| Data supplied |
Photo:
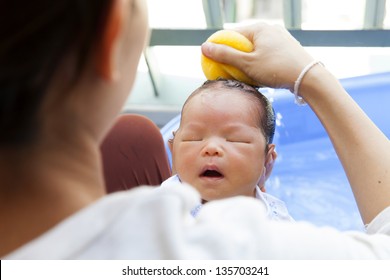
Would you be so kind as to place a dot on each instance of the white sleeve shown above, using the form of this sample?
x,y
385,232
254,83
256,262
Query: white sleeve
x,y
380,224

| Problem requirements |
Your copy must reproduce the entries above in full, without their pictures.

| Worked solution |
Photo:
Would you be so kind as to place a dot on each instance of the white sleeve shown above, using the form of this sample?
x,y
385,232
254,83
256,262
Query: white sleeve
x,y
380,224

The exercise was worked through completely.